本文 →
____________
20分ほど歩いたところで、静かな山の中の、狭い遍路路へと入る。地図によると、この柏−大門の遍路路は約3時間と書かれている。国道を通るコースもあるのだが、こちらはちょっと曲がりくねった感じ。昨夜、宿の女将さんから聞いた話では、どちらも時間的にはほとんど同じということだった。山道の場合、その傾斜など地図の上ではよくわからないわけで、歩き出してもまだ不安だった。まったく誰もいない中をひとりで歩いて行く。汗はどんどん流れてくる。登り道は厳しいことは厳しいのだが、いくらかは厳しいと感じる道を歩きたいという気持ちもある。この山の最も高いところに来たあたりだろうか。景色の広がる場所があり、遠くに海が見えてきた。半島が見え、いくつかの島が見える。少し霧が掛かったようが雰囲気だが、その青さは印象的であった。道は下りになり、地図に書かれてあったのと同じに約3時間でこの道のりを歩ききった。
この後しばらくは、典型的な田舎の景色の中を歩く。田畑と山、小川、小さな橋。海のある景色もいいのだが、海の見えない田畑の景色の方が、自分の子供の頃の風景に近く、どこか落ち着くいた気持ちにもなれる。ちょっとした山のようなところを歩いていたとき、ほとんど民家の畑の脇に狭い通りを抜けたとき、犬が僕にまとわりついて離れなくなった。その買主の人だろう。必死になって捕まえようとするのだが、振り切って僕の方に飛びかかってきたりした。今でこそ、こうした動物に触ったりもできるようになったが、小さかった頃は犬なんてのは本当に苦手でビクビクしていた。その頃のことをちょっと思い出すような出来事だった。
この後30分くらい経ってからも別の犬と出会う。こちらはそんなに怖くはなかったが、僕の隣にずっと着いてきた。誰も人のいないような道をかなり一緒に歩いたりもしたのだが、どこからか買主が出てきてその犬も去っていった。
津島町というところに入る。国道の右側には川がある。その反対側に静かな街並があった。子供の頃によくあったような雰囲気の橋を、おばあさんが歩いて行く。反対側の方へと、ゆっくりと。僕は立ち止まり、遠くからそのおばあさんの動きをしばらく見ていた。
12時を過ぎて、どこで昼食を取ろうかと悩みながら歩く。たまにはご飯ものではなく、麺類を食べたい気持ちだった。長いトンネルに入る少し手前ということもあり、何軒かの店があった。もう少し良さそうな店があるかな、と数軒を通り過ぎる。どうにも優柔不断の性格のためになかなか決められないのである。少し雰囲気のありそうな喫茶店があった。12時半頃、ランチメニューもいくつかあるみたいで、その店に入る。中は10人くらいの客がいただろうか。ほとんどの人はマンガ雑誌を読んでいた。一番奥の方の席に座り、焼き蕎麦を珈琲付で注文する。老夫婦でやっているという店だった。カウンターのところでは、主人がサイフォンでの珈琲をいれている。棚には多くの模様の珈琲カップが並んでいた。焼き蕎麦は美味しく、珈琲も香りが良かった。
____________
提供データ →
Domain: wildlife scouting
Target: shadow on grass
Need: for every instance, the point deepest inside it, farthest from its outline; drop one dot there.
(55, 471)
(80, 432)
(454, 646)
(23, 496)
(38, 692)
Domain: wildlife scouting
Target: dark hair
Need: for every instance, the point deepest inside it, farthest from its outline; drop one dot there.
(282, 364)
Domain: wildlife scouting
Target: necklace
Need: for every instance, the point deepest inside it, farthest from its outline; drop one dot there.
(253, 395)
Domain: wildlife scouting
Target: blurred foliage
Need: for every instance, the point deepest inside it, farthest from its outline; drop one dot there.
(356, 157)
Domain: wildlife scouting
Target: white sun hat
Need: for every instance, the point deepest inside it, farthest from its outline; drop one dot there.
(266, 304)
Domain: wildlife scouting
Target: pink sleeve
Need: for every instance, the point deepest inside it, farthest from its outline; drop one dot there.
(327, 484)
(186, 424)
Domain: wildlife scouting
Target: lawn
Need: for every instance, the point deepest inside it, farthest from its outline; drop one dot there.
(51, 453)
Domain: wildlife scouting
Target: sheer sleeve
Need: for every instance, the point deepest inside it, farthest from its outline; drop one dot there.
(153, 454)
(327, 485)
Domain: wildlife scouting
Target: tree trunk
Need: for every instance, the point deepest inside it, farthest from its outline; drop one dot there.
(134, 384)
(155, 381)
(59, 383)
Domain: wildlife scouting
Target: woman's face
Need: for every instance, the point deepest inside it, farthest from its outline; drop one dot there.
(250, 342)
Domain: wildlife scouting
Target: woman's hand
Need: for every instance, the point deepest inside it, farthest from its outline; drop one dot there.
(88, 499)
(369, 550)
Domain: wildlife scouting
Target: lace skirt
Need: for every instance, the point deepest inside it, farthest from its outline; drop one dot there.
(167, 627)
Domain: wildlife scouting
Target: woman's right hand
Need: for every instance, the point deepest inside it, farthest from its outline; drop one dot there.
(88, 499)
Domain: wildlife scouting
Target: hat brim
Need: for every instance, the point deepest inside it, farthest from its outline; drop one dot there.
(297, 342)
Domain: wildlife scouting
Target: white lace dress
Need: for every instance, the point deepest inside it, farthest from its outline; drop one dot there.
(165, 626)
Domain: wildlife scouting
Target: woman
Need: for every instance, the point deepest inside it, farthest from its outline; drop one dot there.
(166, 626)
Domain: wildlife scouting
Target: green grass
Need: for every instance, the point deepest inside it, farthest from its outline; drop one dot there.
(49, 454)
____________
課題一覧 →
(1) 本文の「20分ほど歩いたところで、静」から「てきてその犬も去っていった。」までをすべて書き写しなさい。その際、「霧」を「もや」に差し替えなさい。
(2) 本文で、筆者が喫茶店で注文したものは何か。
(3) 次の(a)〜(c)が本文の内容と合っているかどうか、それぞれ「はい」か「いいえ」で答え、判断の根拠となる本文の言葉をそのまま引用しなさい。
(a) 柏−大門の遍路路は、地図では約3時間と書かれていた。
(b) 山の高いところからも、海は見えなかった。
(c) 昼食を取った喫茶店は、若い夫婦が営んでいた。

解答一覧 →
(1)
20分ほど歩いたところで、静かな山の中の、狭い遍路路へと入る。地図によると、この柏−大門の遍路路は約3時間と書かれている。国道を通るコースもあるのだが、こちらはちょっと曲がりくねった感じ。昨夜、宿の女将さんから聞いた話では、どちらも時間的にはほとんど同じということだった。山道の場合、その傾斜など地図の上ではよくわからないわけで、歩き出してもまだ不安だった。まったく誰もいない中をひとりで歩いて行く。汗はどんどん流れてくる。登り道は厳しいことは厳しいのだが、いくらかは厳しいと感じる道を歩きたいという気持ちもある。この山の最も高いところに来たあたりだろうか。景色の広がる場所があり、遠くに海が見えてきた。半島が見え、いくつかの島が見える。少しもやが掛かったようが雰囲気だが、その青さは印象的であった。道は下りになり、地図に書かれてあったのと同じに約3時間でこの道のりを歩ききった。
この後しばらくは、典型的な田舎の景色の中を歩く。田畑と山、小川、小さな橋。海のある景色もいいのだが、海の見えない田畑の景色の方が、自分の子供の頃の風景に近く、どこか落ち着くいた気持ちにもなれる。ちょっとした山のようなところを歩いていたとき、ほとんど民家の畑の脇に狭い通りを抜けたとき、犬が僕にまとわりついて離れなくなった。その買主の人だろう。必死になって捕まえようとするのだが、振り切って僕の方に飛びかかってきたりした。今でこそ、こうした動物に触ったりもできるようになったが、小さかった頃は犬なんてのは本当に苦手でビクビクしていた。その頃のことをちょっと思い出すような出来事だった。
この後30分くらい経ってからも別の犬と出会う。こちらはそんなに怖くはなかったが、僕の隣にずっと着いてきた。誰も人のいないような道をかなり一緒に歩いたりもしたのだが、どこからか買主が出てきてその犬も去っていった。

(2) 焼き蕎麦を珈琲付で注文した。

(3)
(a) はい。「この柏−大門の遍路路は約3時間と書かれている」
(b) いいえ。「遠くに海が見えてきた」
(c) いいえ。「老夫婦でやっているという店だった」